Post n°37 pubblicato il 12 Settembre 2008 da ladestracalolzio
 

Sono un po’ in ritardo perché non volevo scendere in polemica per qualcosa che non ho mai capito e non riesco ancora a capire, e poi così lontano nel tempo, premettendo che non ho mai festeggiato il 25 Aprile, non considerandolo il giorno della liberazione, figuriamoci parlare dell’ 8 settembre che considero il giorno della vergogna e del tradimento, tanto che ancora l’anno passato, nei miei viaggi all’estero, mi sentivo dire dagli stranieri, anche se in tono ironico: “Italiani? Poeti, santi e traditori!” (bei progressi! Fino a una decina di anni fa ci davano dei mafiosi a tutto spiano).

Dati registrati:
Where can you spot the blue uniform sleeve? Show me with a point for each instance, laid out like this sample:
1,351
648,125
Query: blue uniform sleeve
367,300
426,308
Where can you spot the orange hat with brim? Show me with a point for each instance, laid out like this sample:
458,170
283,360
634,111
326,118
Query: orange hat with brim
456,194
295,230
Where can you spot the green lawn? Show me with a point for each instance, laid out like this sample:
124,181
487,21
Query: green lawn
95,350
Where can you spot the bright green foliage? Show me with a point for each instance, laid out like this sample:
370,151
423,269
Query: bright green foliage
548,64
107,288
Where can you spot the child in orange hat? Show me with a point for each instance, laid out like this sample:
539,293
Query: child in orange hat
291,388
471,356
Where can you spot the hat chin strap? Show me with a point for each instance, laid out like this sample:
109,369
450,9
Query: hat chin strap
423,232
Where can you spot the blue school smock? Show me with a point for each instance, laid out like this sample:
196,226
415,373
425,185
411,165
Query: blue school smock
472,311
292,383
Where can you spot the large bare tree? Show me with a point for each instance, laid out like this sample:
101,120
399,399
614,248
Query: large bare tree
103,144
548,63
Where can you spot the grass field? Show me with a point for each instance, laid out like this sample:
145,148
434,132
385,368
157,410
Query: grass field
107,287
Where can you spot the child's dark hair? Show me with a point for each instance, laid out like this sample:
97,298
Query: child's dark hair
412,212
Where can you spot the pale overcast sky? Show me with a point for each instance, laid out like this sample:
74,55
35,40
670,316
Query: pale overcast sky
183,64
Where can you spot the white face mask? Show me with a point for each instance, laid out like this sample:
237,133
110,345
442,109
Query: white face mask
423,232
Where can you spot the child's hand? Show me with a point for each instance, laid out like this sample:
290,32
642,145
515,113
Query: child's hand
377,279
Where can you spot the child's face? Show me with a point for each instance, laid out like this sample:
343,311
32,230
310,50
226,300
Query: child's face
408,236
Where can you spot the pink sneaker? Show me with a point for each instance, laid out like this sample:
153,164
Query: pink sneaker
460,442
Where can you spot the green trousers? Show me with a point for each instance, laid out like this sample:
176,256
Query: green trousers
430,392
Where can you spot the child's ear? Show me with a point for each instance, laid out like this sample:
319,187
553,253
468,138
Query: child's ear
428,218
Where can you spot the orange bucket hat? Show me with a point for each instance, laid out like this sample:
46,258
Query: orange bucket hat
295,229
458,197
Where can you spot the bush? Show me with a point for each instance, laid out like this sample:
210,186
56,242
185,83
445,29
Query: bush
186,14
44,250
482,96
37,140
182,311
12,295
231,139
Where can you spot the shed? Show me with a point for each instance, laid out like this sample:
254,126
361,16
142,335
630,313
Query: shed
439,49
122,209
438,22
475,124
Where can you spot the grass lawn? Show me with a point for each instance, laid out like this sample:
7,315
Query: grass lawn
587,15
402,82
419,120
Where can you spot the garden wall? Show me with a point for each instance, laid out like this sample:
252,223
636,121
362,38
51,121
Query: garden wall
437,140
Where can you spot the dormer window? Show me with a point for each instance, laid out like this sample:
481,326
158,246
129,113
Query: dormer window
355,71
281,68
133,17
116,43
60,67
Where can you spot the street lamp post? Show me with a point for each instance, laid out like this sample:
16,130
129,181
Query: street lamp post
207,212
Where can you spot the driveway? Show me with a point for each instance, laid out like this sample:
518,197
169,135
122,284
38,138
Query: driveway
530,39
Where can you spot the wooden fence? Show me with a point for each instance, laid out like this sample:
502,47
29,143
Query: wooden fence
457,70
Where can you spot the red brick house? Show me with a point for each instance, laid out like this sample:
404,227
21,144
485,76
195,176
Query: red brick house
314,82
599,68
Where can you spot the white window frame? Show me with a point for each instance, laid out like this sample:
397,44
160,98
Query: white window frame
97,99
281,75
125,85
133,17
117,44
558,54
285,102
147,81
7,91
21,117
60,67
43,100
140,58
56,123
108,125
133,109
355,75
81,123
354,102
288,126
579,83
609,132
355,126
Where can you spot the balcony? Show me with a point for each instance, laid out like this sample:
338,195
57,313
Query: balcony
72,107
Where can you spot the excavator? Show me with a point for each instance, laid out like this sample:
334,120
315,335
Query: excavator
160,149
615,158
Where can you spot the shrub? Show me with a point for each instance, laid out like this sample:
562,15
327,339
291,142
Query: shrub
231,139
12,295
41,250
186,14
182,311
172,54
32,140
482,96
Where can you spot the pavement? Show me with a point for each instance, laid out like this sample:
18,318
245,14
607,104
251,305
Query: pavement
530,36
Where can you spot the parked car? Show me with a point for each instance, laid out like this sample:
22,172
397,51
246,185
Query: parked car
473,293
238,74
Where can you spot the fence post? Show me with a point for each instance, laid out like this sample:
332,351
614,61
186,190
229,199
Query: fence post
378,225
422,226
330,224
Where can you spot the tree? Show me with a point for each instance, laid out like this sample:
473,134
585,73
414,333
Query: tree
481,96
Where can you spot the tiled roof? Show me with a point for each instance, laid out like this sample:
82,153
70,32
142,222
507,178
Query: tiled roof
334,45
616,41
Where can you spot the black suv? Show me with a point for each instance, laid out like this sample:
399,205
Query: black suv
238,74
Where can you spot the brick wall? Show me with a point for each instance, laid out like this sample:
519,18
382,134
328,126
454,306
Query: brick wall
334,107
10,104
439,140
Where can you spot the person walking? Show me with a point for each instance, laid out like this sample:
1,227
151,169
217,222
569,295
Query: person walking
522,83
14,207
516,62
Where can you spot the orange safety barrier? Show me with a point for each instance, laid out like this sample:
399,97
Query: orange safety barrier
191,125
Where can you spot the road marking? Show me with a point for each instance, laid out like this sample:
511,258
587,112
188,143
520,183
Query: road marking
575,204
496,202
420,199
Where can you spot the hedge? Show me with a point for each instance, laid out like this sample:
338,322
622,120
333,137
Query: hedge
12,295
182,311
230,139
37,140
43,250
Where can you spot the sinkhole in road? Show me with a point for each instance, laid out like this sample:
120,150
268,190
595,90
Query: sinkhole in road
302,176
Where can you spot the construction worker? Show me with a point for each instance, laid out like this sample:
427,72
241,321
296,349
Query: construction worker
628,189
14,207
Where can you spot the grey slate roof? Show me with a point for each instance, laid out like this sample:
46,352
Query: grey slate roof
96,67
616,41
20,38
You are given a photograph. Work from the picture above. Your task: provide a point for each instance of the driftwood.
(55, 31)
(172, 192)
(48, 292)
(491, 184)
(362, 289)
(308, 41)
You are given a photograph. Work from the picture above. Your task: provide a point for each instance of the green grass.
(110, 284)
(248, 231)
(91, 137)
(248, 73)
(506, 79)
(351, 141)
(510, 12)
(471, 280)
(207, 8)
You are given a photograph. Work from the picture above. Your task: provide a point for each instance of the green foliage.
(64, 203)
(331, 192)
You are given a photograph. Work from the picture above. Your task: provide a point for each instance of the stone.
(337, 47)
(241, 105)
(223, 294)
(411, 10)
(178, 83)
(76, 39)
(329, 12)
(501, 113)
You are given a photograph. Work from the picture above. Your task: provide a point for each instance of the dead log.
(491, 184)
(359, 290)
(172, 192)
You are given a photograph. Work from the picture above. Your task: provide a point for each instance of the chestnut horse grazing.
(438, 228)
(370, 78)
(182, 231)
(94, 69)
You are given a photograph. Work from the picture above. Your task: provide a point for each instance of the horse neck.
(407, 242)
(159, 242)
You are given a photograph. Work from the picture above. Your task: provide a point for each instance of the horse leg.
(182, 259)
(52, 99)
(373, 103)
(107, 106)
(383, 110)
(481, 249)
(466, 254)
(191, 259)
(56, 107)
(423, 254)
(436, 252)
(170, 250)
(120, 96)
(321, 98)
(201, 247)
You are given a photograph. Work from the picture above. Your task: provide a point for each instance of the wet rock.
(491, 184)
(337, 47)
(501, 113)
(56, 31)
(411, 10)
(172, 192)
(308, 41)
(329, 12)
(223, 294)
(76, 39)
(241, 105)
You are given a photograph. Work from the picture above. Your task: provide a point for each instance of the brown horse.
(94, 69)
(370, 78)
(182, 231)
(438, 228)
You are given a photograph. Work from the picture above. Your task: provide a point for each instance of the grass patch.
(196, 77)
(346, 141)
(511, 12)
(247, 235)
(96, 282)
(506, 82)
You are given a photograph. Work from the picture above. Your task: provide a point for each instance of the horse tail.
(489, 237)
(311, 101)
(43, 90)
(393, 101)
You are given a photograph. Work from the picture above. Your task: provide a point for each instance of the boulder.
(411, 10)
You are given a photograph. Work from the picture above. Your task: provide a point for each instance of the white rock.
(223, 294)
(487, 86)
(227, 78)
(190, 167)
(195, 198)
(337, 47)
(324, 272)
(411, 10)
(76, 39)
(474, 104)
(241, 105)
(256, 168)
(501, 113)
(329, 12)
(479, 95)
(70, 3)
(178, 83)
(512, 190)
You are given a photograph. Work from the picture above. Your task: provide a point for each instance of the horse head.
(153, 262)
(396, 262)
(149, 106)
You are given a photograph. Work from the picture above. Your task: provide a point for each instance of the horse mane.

Cosa si chiede:
Ricopia senza modifiche la parte del testo fornito che comincia con le parole "Sono un po’" e termina con "a tutto spiano).".

Risposta completa:
Sono un po’ in ritardo perché non volevo scendere in polemica per qualcosa che non ho mai capito e non riesco ancora a capire, e poi così lontano nel tempo, premettendo che non ho mai festeggiato il 25 Aprile, non considerandolo il giorno della liberazione, figuriamoci parlare dell’ 8 settembre che considero il giorno della vergogna e del tradimento, tanto che ancora l’anno passato, nei miei viaggi all’estero, mi sentivo dire dagli stranieri, anche se in tono ironico: “Italiani? Poeti, santi e traditori!” (bei progressi! Fino a una decina di anni fa ci davano dei mafiosi a tutto spiano).